Report each line in the records below that contains the word "metal".

[Point annotation dataset records]
┄┄┄┄┄┄┄┄┄┄
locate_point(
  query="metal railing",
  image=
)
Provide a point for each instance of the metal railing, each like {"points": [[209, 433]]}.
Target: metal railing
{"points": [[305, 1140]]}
┄┄┄┄┄┄┄┄┄┄
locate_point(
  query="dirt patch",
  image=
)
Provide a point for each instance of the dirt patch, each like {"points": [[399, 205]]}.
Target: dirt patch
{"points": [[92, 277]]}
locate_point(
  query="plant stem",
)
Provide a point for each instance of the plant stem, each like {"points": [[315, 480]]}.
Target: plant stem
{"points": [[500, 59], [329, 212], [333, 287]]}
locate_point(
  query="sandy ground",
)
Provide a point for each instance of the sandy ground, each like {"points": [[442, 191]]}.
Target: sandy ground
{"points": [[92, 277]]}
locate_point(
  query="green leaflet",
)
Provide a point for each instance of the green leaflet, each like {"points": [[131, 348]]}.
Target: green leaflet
┄┄┄┄┄┄┄┄┄┄
**EXPECTED ANSWER:**
  query="metal railing",
Provide a point for each instance of the metal railing, each like {"points": [[209, 433]]}.
Target: metal railing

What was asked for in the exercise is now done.